- _YOUR TASK_:
Each line containing the string "accurate" should be copied out of the entries.

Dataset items
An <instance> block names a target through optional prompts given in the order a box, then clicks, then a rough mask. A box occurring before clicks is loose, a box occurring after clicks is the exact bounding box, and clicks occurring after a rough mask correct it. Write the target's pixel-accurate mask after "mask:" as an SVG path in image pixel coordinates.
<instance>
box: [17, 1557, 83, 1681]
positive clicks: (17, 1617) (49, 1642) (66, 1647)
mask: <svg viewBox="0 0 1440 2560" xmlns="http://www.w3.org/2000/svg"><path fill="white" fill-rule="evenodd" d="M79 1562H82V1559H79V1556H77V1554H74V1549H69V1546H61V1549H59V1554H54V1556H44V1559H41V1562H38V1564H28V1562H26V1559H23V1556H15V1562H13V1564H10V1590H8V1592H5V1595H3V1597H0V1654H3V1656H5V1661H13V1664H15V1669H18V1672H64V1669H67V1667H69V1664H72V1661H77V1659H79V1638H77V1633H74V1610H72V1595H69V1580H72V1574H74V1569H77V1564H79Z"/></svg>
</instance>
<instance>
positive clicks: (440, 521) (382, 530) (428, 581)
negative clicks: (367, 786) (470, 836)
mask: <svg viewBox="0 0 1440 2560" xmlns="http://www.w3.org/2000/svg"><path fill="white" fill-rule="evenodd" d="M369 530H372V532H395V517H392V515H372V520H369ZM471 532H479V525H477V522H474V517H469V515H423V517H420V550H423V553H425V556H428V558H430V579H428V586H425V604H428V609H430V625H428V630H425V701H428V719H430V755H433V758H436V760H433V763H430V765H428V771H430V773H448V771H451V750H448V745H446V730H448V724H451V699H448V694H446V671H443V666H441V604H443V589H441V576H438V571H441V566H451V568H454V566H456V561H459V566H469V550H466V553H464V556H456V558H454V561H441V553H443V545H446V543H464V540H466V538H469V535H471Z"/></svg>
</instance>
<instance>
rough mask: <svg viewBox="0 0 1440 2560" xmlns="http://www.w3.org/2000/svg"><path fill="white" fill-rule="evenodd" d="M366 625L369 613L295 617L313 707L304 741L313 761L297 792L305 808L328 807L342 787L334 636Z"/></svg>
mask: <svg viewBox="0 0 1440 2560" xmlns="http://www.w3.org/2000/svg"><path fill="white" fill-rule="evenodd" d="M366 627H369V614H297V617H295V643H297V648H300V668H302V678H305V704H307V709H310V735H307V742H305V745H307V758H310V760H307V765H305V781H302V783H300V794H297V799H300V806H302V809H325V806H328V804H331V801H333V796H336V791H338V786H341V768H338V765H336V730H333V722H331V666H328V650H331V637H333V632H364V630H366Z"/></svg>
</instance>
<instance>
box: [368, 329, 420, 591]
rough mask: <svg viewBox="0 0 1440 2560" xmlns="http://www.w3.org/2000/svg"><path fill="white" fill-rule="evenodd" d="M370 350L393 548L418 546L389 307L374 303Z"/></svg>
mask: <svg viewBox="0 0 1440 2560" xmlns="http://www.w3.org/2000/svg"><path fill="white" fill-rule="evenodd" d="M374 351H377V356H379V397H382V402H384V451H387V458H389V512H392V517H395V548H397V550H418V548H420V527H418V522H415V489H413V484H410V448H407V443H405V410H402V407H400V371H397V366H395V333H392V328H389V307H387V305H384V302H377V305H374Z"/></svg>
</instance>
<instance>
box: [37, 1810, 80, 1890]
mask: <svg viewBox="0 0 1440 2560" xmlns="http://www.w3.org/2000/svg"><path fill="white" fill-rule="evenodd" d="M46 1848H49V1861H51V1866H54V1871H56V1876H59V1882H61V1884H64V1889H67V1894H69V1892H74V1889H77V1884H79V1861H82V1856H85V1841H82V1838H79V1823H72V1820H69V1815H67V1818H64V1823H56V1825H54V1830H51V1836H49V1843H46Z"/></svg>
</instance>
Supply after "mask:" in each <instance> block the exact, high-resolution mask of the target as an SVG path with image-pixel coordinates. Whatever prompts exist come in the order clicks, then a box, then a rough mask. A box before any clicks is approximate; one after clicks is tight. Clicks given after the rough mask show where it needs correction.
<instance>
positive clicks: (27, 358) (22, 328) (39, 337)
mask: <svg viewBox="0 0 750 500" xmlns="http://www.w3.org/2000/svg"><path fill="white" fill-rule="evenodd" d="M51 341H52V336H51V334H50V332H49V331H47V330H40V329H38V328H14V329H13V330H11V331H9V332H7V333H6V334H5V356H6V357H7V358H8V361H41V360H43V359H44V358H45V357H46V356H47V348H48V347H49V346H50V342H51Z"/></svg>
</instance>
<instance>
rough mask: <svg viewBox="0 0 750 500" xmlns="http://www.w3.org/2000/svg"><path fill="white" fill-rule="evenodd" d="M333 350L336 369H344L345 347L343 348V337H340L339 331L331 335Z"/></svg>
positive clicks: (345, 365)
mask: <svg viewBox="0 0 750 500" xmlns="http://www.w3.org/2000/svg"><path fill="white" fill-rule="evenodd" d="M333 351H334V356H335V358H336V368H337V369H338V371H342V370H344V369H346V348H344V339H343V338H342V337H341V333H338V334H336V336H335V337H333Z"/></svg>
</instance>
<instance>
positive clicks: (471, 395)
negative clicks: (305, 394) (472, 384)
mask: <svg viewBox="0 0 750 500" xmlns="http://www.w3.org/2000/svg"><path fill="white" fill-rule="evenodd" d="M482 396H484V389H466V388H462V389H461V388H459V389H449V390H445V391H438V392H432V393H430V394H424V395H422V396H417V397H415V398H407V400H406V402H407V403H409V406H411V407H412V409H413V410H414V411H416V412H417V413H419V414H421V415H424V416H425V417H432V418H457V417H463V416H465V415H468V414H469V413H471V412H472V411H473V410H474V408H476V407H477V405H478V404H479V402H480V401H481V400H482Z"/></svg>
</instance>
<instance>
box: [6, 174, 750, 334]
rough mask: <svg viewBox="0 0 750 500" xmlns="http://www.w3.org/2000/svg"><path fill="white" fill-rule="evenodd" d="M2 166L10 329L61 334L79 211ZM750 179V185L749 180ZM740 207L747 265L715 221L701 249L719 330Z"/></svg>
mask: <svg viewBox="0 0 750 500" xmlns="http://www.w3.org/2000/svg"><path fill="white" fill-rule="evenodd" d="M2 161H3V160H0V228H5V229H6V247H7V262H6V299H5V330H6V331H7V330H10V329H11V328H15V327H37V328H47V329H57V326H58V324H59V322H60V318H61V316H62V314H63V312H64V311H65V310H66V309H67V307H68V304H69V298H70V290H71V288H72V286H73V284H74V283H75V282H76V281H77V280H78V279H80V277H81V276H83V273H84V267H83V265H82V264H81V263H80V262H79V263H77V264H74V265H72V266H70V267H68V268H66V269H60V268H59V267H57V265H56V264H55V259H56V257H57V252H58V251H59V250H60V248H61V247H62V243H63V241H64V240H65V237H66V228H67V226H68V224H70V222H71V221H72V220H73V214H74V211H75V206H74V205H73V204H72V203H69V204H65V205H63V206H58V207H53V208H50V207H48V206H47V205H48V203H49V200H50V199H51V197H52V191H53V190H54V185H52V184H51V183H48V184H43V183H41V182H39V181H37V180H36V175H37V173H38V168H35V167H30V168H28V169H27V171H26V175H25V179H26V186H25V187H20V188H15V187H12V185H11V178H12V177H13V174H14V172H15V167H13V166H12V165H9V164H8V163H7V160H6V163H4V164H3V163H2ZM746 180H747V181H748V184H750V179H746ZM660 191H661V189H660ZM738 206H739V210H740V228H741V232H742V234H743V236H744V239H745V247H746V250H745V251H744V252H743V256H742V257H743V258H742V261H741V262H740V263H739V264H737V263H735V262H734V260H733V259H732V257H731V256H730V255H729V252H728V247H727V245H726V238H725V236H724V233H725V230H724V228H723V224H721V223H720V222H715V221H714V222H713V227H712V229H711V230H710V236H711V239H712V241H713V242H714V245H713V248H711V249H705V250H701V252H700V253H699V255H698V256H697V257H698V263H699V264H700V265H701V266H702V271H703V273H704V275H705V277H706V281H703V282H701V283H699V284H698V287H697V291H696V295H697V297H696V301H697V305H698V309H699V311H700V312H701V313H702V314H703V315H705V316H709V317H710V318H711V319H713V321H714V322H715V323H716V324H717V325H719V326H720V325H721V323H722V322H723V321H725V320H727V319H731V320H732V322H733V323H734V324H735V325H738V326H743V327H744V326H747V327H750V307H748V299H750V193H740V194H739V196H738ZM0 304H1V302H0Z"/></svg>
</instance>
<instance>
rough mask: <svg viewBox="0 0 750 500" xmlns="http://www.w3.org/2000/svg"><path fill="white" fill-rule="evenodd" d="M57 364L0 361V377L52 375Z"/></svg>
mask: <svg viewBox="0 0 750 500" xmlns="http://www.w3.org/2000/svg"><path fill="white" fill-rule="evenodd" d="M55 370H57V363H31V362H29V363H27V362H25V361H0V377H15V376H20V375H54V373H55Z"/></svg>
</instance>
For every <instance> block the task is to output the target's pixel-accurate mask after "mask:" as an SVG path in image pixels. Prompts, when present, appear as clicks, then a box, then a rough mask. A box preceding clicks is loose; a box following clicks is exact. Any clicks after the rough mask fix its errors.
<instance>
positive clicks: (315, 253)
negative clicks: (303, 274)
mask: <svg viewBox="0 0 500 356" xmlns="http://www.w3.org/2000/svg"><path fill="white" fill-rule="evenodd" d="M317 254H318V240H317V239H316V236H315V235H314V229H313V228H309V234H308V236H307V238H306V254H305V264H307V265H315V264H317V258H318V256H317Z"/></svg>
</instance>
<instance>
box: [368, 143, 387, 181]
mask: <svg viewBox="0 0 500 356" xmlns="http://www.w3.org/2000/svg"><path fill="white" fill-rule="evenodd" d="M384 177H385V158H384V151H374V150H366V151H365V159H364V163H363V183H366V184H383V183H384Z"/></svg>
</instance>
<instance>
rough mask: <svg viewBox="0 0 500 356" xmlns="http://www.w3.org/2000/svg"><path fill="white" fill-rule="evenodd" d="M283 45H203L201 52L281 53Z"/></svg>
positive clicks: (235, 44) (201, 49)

- _ANSWER FOR THE TASK_:
An <instance> block names a target through optional prompts given in the order a box, then clicks, then a rough mask. A box occurring before clicks is loose, a box occurring after clicks is the exact bounding box, and clicks occurring after a rough mask correct it. Write the target's pixel-accurate mask after "mask:" as an SVG path in image pixel coordinates.
For every <instance> block the task is to output the target's pixel-accurate mask after "mask:" as an SVG path in image pixels. Prompts, when present, appear as clicks, then a box, then a rough mask. A box preceding clicks is loose; a box following clicks is exact. Any clicks after the rough mask fix its errors.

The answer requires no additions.